= PROMPT 1 =
In the liver transplantation article, how many anti-HCV-negative candidates received HCV-IRD organs under the informed-consent protocol?
= PROMPT 2 =
List every heading in the liver transplantation article that comes after the line "In This Article".
= PROMPT 3 =
Continue the liver transplantation article from its final sentence, keeping its technical register.

= PROVIDED PASSAGE =
Reduced Demand, Increased Supply: Innovations Are Brightening Liver Transplantation Outcomes

The Liver Meeting 2017: American Association for the Study of Liver Diseases (AASLD)

William F. Balistreri, MD


December 04, 2017

In This Article

Expanding the Supply

Using the Previously Unusable

As the incidence of HCV infection rises, due in part to the epidemic of injection drug use, there has been a parallel rise in the deaths of young individuals. This has resulted in an increased number of potential donor organs infected with HCV.

Anti-HCV‐positive donor livers with active infection (ie, HCV RNA positive) present a high risk for transmission of HCV; thus, under current guidelines, their use is restricted to patients on the transplant wait list with active HCV.

Anti-HCV-positive donor livers have not been transplanted into HCV-negative recipients because of adverse posttransplant outcomes associated with allograft HCV infection. However, in the era of highly effective DAA agents, the risk-benefit ratio would seemingly favor the use of these organs for transplantation.

Several centers have initiated clinical trials to assess the safety and effectiveness of transplanting livers from selected anti-HCV-positive donors. They postulated that in view of the ongoing shortage of liver grafts and the high waiting-list mortality rates, HCV-negative patients on the transplant waiting list may benefit from accepting HCV-positive organs.

Risk for HCV Transmission

An increased risk donor (IRD) is defined as one that meets the Public Health Services' criteria for a high risk for transmission of HCV infection; specifically, they are found to be anti-HCV positive but have no evidence of active HCV infection (HCV RNA negative). Transplantation of these organs to anti-HCV-negative recipients would expand the donor pool.

Bari and colleagues[5] hypothesized that because treatment is available, IRDs would present a low risk for HCV transmission, and these livers may not necessarily be discarded if an HCV-positive candidate recipient is not available. They evaluated the risk for HCV transmission from IRDs to anti-HCV-negative candidates.

Under this informed-consent protocol, 25 anti-HCV-negative candidates received HCV-IRD organs. These organ recipients underwent HCV RNA testing to determine if HCV transmission had occurred. HCV disease transmission was documented in four recipients (16%) by 3 months posttransplant. Three of these viremic patients were treated with DAAs. The investigators noted that the observed 16% rate of HCV transmission is higher than expected for the "eclipse period," the interval between infection and appearance of mature virus in serum. This raised the question as to the mode of HCV transmission. The authors suggested it to be due to occult HCV infection, defined as detectable HCV RNA in liver tissue of patients with spontaneous or treatment-induced HCV RNA clearance from serum. However, they emphasized the need for HCV genome testing to more fully understand the mechanism of transmission.

= ENTRIES PROVIDED =
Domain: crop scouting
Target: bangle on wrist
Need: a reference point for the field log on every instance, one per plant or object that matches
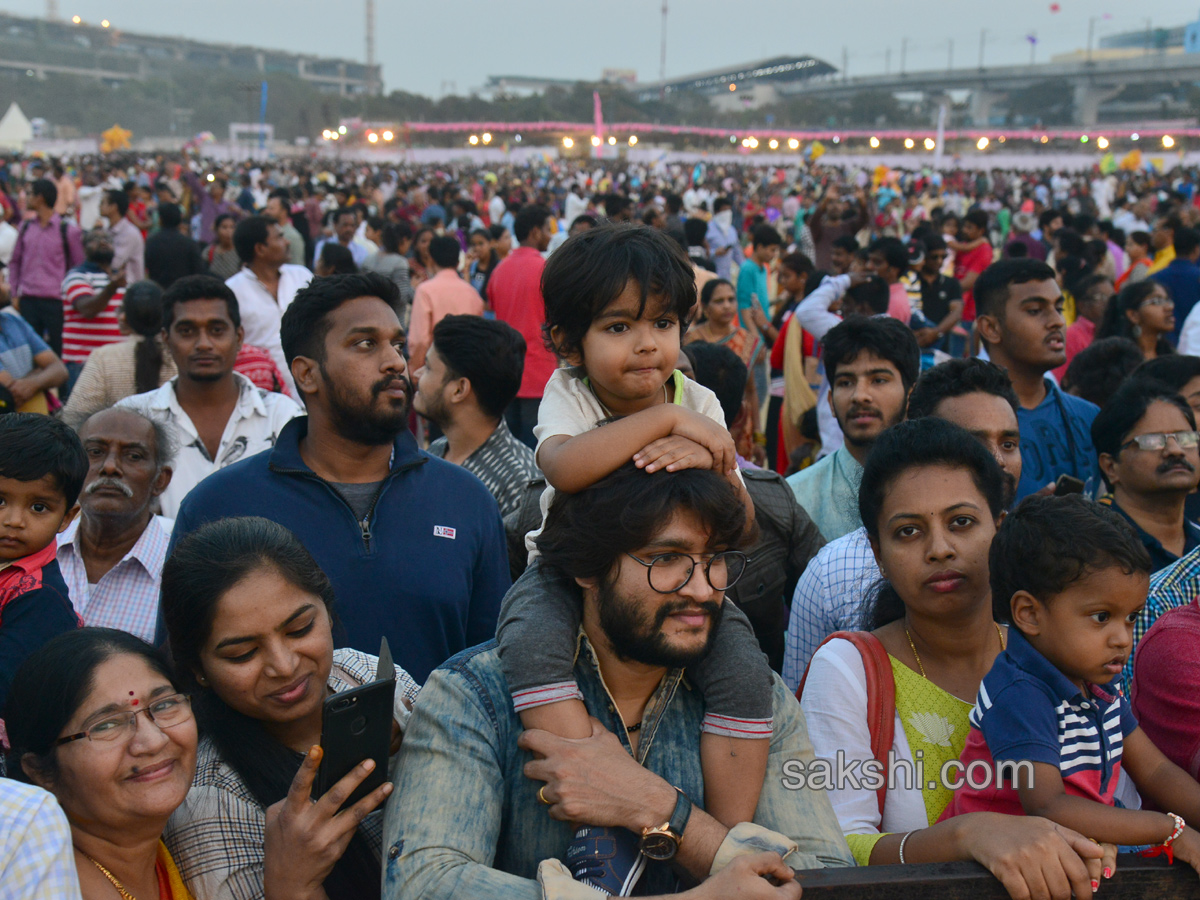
(1165, 847)
(903, 841)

= ANSWER BOX 1 =
25 candidates.

= ANSWER BOX 2 =
Expanding the Supply
Using the Previously Unusable
Risk for HCV Transmission

= ANSWER BOX 3 =
Chhatwal and colleagues[6] further modeled the potential benefit of accepting an HCV-positive organ for an HCV-negative candidate. A Markov-based mathematical model that simulated HCV-negative patients on the transplant waiting list was developed to compare long-term outcomes in patients willing to accept HCV-positive/negative livers versus those willing to accept only HCV-negative livers. Patients receiving HCV-positive livers were treated preemptively with 12 weeks of DAA therapy. Accepting HCV-positive/negative livers versus HCV-negative livers resulted in an increase in life expectancy when the Model for End-Stage Liver Disease score was ≥20. The magnitude of clinical benefit was greatest in UNOS regions with the highest HCV-positive donor rates.

Transplanting anti-HCV-positive livers into HCV-negative patients, while incorporating shared decision-making and initiating preemptive DAA therapy, could be a viable option for improving patient survival on the transplantation waiting list.

Optimizing Allocation of Grafts From Anti-HCV-Positive Donors

One concern with this strategy is the fact that the viral load is often unavailable prior to allocation because of technical issues.

Martini and colleagues[7] evaluated the value of urgent testing for serum HCV RNA in anti-HCV-positive donors to optimize liver allocation. From August 2014 to March 2016, they transplanted 11 livers from anti-HCV-positive donors who had undergone a biopsy and serum HCV RNA quantification at the time of harvesting. Seven donors were found to be HCV RNA positive and were allocated to untreated viremic recipients who underwent DAA treatment immediately after transplantation; all had undetectable levels of HCV RNA within 4 weeks. Four donors tested HCV RNA negative at transplantation, and their organs were allocated to HCV RNA-negative recipients. All 11 recipients are alive at a median follow-up of 662 days.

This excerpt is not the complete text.